### Reading text
= = =
Leonardo DiCaprio’s character is a bit like Dr. Anthony Fauci, the hero of the fight against COVID-19. But in the movie, the political establishment tries to digest him, making him moderate his views, express optimism that the comet-denying Administration will take sufficient action, and even indulge in an extramarital affair (the corruption of fame and access to power – or as one my mentors once called it, “the marble and the mahogany”).  His fellow scientist, played by Jennifer Lawrence, has a series of mental breakdowns leading to her being mocked on social media, but it is cold comfort when she is later proven correct in her predictions.

Image source: https://www.freeimages.com/photo/boy-1500253
Is climate change really as dangerous as an asteroid? On a long term scale, if the Earth becomes like Venus, then yes.  But in the short term, it will affect the poor and people in the tropics, in drought affected areas, or those vulnerable to other weather-related impacts and at low sea level much more.  You can already see this even in wealthy countries where people have lost their homes in fire-prone areas, or to tornadoes, hurricanes, etc.
= = =
### Directions for this task
Swap "mentors" for "teachers" and write out the passage about the film from "Leonardo DiCaprio’s character" to "in her predictions." with that change made. The items that come next have no connection to the passage about the film.
= = =
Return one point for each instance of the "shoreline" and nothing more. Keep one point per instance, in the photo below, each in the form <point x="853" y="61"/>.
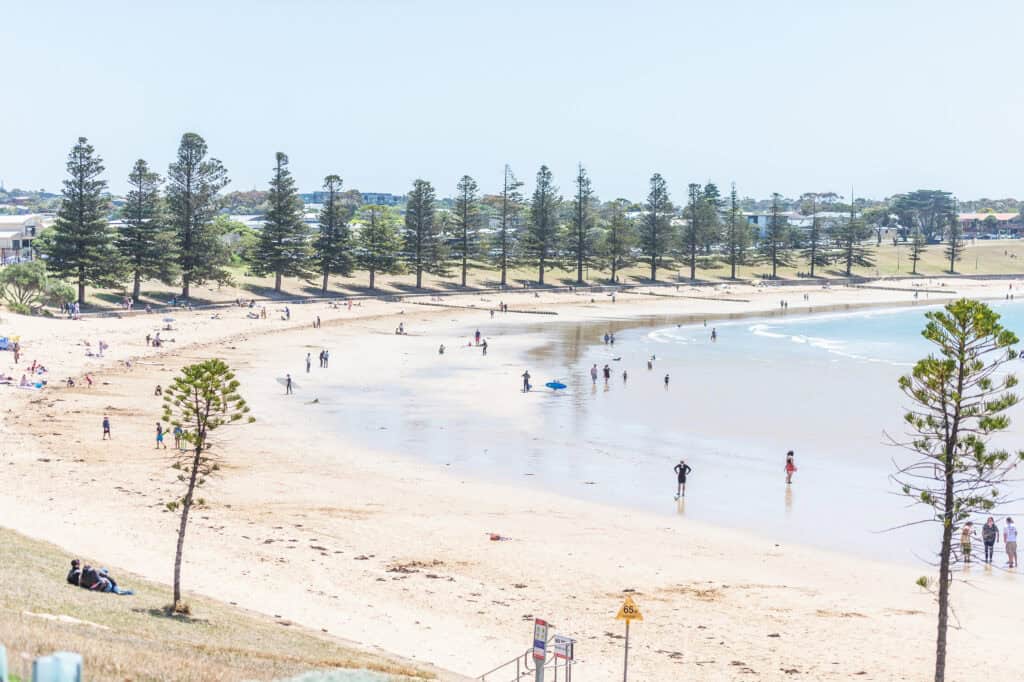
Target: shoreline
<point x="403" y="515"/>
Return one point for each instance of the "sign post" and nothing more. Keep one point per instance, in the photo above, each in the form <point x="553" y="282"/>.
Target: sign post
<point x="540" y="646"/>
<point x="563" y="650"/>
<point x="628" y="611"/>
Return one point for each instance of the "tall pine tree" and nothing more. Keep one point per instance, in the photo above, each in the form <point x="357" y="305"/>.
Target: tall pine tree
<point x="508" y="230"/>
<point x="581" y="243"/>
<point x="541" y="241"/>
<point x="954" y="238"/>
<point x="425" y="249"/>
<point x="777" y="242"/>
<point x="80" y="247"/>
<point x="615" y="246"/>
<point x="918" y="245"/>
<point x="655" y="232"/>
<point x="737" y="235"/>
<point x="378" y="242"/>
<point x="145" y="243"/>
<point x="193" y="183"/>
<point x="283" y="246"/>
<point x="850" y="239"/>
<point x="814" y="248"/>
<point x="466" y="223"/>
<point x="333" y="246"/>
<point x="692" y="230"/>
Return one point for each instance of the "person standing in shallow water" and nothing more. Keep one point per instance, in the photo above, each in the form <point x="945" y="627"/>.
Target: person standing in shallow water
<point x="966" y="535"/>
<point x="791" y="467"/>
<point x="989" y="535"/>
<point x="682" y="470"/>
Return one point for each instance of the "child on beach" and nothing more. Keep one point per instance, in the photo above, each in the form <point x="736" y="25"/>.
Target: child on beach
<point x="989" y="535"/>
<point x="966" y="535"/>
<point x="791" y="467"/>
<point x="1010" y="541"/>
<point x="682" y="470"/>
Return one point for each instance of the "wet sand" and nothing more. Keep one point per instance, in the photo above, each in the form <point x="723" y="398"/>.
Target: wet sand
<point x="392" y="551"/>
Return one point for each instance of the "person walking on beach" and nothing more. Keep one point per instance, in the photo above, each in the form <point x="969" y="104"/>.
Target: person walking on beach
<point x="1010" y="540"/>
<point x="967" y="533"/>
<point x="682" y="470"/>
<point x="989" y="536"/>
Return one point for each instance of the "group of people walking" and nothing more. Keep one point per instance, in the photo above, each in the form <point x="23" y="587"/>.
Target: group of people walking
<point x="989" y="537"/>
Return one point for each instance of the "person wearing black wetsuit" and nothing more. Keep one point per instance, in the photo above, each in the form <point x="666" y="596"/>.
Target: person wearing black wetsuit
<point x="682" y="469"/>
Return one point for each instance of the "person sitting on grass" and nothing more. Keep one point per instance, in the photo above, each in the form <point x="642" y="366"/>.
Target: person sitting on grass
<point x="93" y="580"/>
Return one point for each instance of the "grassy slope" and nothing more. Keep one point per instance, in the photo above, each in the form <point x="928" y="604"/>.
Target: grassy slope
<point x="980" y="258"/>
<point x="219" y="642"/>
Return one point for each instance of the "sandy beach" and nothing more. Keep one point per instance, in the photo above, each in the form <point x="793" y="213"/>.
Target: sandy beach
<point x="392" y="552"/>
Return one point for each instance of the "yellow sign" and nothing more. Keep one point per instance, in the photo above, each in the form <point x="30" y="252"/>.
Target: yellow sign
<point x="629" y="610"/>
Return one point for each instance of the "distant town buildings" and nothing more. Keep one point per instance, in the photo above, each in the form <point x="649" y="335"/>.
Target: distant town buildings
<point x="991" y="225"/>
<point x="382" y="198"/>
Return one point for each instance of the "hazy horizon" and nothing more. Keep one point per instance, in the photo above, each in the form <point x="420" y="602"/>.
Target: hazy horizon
= = =
### Solution to the exercise
Leonardo DiCaprio’s character is a bit like Dr. Anthony Fauci, the hero of the fight against COVID-19. But in the movie, the political establishment tries to digest him, making him moderate his views, express optimism that the comet-denying Administration will take sufficient action, and even indulge in an extramarital affair (the corruption of fame and access to power – or as one my teachers once called it, “the marble and the mahogany”).  His fellow scientist, played by Jennifer Lawrence, has a series of mental breakdowns leading to her being mocked on social media, but it is cold comfort when she is later proven correct in her predictions.